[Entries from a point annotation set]
§
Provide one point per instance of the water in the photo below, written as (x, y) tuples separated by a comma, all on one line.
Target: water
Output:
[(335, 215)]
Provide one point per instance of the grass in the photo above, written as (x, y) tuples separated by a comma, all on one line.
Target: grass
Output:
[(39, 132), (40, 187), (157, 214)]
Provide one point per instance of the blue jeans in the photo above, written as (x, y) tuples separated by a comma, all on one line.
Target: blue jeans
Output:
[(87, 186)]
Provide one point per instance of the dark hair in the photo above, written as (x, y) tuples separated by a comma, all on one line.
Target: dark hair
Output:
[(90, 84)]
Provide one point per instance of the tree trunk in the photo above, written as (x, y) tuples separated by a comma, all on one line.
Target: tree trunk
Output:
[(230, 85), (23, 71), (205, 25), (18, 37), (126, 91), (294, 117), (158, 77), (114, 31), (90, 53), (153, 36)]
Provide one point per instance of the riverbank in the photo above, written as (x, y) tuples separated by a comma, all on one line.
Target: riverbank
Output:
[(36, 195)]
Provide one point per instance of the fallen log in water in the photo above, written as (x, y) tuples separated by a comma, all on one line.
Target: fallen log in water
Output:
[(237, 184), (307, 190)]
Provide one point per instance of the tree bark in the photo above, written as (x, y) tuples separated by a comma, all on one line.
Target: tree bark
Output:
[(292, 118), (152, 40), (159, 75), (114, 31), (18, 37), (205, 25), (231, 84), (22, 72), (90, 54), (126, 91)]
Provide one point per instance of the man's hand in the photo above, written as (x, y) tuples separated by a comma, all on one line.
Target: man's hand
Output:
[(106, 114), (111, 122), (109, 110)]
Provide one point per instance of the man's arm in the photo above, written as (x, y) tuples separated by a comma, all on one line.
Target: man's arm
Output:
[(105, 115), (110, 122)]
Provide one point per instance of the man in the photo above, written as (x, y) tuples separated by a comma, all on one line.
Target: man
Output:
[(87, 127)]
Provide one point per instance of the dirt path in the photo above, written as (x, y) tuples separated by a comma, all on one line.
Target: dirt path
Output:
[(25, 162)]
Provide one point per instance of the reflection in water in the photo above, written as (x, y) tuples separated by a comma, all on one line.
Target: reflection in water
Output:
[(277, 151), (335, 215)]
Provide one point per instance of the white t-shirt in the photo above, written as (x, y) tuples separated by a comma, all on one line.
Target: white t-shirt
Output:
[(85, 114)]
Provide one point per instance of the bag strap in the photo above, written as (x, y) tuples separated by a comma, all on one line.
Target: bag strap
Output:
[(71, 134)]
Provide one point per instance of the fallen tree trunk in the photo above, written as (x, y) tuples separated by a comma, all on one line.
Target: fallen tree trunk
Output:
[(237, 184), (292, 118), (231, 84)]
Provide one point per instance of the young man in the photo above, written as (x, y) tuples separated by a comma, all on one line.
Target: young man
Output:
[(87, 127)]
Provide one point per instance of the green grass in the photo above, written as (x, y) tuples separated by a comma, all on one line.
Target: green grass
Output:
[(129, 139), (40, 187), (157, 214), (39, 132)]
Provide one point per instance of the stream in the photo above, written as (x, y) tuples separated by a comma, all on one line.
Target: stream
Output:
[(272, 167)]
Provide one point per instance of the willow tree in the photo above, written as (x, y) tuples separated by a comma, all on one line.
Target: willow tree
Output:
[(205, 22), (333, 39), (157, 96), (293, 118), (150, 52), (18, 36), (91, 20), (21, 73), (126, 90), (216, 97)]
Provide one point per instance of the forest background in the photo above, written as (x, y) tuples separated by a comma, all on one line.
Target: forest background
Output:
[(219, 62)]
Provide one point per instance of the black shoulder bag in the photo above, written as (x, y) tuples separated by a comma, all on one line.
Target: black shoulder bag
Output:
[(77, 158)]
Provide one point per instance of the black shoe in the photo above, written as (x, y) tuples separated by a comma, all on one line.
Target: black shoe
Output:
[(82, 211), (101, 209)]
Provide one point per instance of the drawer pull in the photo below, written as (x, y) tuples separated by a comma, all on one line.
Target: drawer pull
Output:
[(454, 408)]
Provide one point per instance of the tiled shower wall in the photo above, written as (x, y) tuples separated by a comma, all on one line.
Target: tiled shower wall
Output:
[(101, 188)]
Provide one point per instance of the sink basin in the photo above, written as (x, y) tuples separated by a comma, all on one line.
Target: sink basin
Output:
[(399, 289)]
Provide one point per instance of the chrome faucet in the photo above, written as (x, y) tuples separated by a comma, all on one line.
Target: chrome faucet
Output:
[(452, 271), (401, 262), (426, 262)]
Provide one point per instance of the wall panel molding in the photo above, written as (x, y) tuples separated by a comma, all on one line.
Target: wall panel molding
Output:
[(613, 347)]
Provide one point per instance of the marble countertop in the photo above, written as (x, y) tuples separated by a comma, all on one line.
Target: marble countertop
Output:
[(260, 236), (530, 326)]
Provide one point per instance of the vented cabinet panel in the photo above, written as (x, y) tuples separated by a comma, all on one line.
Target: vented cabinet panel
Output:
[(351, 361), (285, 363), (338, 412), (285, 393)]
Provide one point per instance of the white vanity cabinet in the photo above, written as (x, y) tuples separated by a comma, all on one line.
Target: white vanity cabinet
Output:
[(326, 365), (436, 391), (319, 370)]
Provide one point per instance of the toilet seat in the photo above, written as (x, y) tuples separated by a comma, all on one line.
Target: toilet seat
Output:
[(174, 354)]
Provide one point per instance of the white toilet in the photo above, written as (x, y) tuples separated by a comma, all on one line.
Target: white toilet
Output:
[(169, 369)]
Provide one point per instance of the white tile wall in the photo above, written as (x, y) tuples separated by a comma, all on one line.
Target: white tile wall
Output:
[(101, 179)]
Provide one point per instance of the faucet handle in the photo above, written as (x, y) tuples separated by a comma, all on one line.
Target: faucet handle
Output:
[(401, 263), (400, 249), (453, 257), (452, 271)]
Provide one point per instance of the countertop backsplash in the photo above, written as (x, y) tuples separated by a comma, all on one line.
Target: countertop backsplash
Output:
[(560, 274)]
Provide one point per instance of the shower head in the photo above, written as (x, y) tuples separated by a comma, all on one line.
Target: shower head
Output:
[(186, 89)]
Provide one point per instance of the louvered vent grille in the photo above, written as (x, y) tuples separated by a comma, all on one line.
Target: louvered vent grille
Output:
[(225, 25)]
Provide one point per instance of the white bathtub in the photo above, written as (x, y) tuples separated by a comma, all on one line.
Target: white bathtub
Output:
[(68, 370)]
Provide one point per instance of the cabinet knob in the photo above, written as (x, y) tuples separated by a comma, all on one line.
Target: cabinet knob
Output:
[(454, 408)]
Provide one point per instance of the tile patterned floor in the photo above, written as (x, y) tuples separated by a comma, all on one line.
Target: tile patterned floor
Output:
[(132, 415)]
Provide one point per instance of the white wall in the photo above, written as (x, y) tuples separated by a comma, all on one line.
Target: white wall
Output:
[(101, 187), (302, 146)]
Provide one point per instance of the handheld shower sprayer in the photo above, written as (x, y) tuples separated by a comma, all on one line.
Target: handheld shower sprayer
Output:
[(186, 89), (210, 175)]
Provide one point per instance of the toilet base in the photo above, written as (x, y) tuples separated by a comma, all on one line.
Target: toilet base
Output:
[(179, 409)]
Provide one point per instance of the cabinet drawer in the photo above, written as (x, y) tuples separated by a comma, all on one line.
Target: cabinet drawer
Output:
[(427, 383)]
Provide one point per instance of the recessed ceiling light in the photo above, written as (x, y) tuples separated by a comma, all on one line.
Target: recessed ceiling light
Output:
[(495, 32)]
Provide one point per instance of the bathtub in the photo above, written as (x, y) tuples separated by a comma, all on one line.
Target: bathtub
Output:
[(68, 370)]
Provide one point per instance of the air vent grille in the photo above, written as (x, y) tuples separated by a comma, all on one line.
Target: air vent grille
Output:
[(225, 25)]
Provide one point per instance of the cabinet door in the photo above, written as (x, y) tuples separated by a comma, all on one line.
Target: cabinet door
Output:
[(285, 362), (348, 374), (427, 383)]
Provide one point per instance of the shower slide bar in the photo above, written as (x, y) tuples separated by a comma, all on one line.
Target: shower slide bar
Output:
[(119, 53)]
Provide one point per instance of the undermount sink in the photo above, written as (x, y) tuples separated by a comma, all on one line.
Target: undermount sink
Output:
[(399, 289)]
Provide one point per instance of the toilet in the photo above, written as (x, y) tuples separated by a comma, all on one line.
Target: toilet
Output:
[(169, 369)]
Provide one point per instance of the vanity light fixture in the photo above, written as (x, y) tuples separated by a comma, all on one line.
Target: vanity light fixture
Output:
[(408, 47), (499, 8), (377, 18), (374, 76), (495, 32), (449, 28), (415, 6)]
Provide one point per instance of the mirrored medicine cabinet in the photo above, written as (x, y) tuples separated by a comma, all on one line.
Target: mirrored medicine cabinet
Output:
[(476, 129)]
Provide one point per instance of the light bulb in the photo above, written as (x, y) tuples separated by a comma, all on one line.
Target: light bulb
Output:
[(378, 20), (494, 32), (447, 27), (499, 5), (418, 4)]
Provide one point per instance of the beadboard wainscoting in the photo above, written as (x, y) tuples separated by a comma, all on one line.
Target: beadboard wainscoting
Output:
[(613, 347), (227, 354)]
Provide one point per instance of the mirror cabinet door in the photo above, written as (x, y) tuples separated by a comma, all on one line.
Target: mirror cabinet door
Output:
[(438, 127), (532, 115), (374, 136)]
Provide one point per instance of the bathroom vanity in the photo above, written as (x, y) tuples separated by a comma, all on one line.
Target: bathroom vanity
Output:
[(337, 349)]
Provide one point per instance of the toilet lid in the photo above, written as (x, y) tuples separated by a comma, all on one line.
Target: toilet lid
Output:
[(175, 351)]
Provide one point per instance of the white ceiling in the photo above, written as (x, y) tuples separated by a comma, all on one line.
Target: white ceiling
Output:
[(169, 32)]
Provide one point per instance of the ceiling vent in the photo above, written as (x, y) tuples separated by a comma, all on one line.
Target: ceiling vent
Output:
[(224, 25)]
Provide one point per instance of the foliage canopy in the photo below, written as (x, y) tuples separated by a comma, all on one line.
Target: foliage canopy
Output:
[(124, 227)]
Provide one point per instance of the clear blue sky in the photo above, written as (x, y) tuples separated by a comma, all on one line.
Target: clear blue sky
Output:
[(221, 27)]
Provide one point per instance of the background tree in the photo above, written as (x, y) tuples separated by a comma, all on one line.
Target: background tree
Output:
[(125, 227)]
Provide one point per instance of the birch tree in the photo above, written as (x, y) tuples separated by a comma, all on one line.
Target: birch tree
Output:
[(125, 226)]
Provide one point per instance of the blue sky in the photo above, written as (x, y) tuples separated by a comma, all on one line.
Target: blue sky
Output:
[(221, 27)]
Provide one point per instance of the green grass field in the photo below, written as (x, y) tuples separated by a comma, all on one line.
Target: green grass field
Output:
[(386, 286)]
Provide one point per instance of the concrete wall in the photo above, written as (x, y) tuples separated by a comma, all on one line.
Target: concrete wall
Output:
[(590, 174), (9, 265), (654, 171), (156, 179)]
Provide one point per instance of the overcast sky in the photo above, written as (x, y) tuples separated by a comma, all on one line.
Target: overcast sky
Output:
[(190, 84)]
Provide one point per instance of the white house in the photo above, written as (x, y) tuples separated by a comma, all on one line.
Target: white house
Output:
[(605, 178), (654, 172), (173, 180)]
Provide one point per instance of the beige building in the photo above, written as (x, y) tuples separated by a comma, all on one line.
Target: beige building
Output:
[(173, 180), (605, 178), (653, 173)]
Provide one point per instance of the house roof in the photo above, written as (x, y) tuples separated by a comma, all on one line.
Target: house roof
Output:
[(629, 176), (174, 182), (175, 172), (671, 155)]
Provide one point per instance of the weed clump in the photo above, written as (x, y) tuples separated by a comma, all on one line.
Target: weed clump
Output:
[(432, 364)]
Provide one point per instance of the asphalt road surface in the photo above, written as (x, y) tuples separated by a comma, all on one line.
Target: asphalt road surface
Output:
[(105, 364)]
§
Goal
Can you write out the part of the records that opens with the line containing "Provide one point per instance of the white house" and closes at the end of the records, switching "tuples" to "pairs" and leaving everything else unchanged?

Solution to the problem
Provide one point per instance of the white house in the photo above, written as (x, y) pairs separated by a comma, all on one line.
Target: white house
Output:
[(605, 178), (654, 172), (173, 180)]
Provide one point per instance of the beige building in the photo above, written as (x, y) pairs separated by a comma, all on one line.
Target: beige building
Output:
[(173, 180), (605, 178), (653, 173)]
Provide one point per instance of the house roof in the photo above, written as (x, y) pairs separated by a comma, all on one line.
Target: house roof
Output:
[(629, 176), (174, 182), (175, 172), (671, 155)]
Provide one point per instance of the weed clump in the photo above, written as (x, y) pairs separated by a comma, all on one line.
Target: weed clump
Output:
[(432, 364)]
Provide one point per instance of the asphalt road surface in the photo above, written as (x, y) pairs separated by a comma, all on one line.
Target: asphalt road surface
Output:
[(105, 364)]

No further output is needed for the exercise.